What you are asked to do:
Leave the pictures aside. Retype exactly the lines from the top of the data below through the one holding "[(32, 45), (68, 60), (107, 76), (12, 91)]".

Photo-based referring expression data

= Beginning of Section =

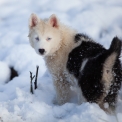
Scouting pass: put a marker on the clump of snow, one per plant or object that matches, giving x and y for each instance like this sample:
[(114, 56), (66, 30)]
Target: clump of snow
[(102, 20), (4, 73)]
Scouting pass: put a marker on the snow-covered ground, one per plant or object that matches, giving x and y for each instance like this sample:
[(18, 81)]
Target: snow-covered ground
[(100, 19)]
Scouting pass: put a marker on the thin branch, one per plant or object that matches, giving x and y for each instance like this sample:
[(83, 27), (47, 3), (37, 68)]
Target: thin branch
[(31, 83), (35, 83)]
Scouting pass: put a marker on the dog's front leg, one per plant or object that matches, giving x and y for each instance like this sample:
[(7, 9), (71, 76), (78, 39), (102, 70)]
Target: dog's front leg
[(62, 90)]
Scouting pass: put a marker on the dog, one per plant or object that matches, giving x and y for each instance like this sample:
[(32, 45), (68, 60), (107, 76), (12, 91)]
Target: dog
[(76, 60)]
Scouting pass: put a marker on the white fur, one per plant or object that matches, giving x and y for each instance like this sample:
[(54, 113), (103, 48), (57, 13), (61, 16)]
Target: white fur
[(57, 51)]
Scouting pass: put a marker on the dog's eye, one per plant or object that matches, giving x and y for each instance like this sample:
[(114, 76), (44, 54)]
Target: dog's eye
[(37, 38), (48, 39)]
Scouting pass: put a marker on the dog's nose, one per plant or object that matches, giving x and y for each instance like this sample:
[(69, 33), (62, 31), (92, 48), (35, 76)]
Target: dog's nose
[(41, 51)]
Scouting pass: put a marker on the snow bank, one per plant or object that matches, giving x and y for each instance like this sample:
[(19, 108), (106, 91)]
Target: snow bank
[(102, 20), (4, 73)]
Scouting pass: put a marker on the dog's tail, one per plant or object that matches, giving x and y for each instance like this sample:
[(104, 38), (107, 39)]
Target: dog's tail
[(115, 46)]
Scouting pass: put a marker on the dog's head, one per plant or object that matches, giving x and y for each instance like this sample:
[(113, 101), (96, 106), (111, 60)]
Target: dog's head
[(44, 36)]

= End of Section =

Result of the exercise:
Scouting pass: put a marker on the clump of snow, one per plant or object that matches, giving x and y for each instance like this sample:
[(114, 56), (66, 30)]
Target: clump of snow
[(102, 20), (4, 73)]
Scouting pass: put a marker on the snow-covered ground, one per plant or object that matches, giving x and y for each instance like this sample:
[(18, 81)]
Target: snow-covered ground
[(100, 19)]
Scouting pass: put a marker on the thin branch, one per plant or object that matches, giving x and y for each instance like this sample:
[(83, 27), (47, 3), (37, 68)]
Target: thin branch
[(31, 83), (35, 83)]
Scouting pass: put a marker on the dog's front leg, one per plant or object that matches, giving x and y for each instance like this sample:
[(7, 9), (71, 76), (78, 39), (102, 70)]
Target: dog's front leg
[(62, 90)]
Scouting pass: put a marker on the dog, one per plant or object that matches, giving x and y for each instance like this sample:
[(32, 45), (68, 60), (107, 76), (12, 91)]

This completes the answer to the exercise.